- _ТЕКСТ_:
================================
Но, возвращаясь к рискам, — если ребенок останется в индоктринирующей среде, будет совершена страшнейшая ошибка. Страшнейшая. Еще раз осознайте, что показало исследование, о котором я говорил выше: дети до десяти лет не могут избавиться от влияния пропаганды до конца жизни. В этом суть! Учителя и подростки — при определенных условиях — могут. А маленькие дети не могут, они до конца жизни будут говорить: «Да, но…» — или что-то вроде «Украинцы сами виноваты». Исследователи из Колумбийского университета, которых я только что упоминал, чаще сталкивались с похожими ответами (только речь в них шла о евреях) среди тех респондентов, кому во времена нацистской Германии было меньше десяти лет.

Поэтому нельзя себя обманывать. Нельзя говорить — «обойдется». Точно не обойдется.

Надежда Белахвостик: А как вообще происходит этот процесс зомбирования? Ясно, что сейчас — через вот эти «Разговоры о важном». Но есть же и другие каналы распространения государственных идей? Я имею в виду те, которые воздействуют не явно: развлекательные передачи, фильмы, мультики.

— К моему огромному сожалению, власти действуют грамотно. Как? По всем каналам. Более того, на идеологическую систему работают и талантливые люди. Легче всего сказать: «Все они уроды и ублюдки», но не получается. Потому что уродов и ублюдков дети постарше точно распознали бы, да и взрослые тоже. Но все делается очень тонко и действительно по всем каналам.
================================
- _СПИСОК ЗАПИСЕЙ_:
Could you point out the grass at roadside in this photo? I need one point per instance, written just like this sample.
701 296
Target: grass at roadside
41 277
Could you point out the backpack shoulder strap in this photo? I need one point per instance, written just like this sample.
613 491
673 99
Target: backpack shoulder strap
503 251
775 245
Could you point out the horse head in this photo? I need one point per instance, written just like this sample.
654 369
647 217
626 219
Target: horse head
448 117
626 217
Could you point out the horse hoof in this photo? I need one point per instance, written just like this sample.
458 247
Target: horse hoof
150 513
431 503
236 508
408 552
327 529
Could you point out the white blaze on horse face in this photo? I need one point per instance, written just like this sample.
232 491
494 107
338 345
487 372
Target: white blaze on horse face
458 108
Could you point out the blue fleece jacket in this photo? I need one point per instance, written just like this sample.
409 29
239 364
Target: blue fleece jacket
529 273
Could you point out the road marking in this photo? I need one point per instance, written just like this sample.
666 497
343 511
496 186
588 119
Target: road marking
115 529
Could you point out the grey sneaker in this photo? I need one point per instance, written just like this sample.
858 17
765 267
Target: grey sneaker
================================
- _ЗАДАНИЕ A_: Из какого университета были исследователи, упомянутые в тексте о пропаганде?
- _ЗАДАНИЕ B_: Перескажите списком абзац текста о пропаганде, начинающийся словами «К моему огромному сожалению, власти действуют грамотно», сохранив его основные факты.
Записи в этой работе не используются.

- _ИТОГОВЫЙ ОТВЕТ A_: Из Колумбийского университета.

- _ИТОГОВЫЙ ОТВЕТ B_:
- Власти действуют грамотно, по всем каналам.
- На идеологическую систему работают и талантливые люди.
- Назвать их всех уродами и ублюдками не получается: таких дети постарше и взрослые точно распознали бы.
- Все делается очень тонко.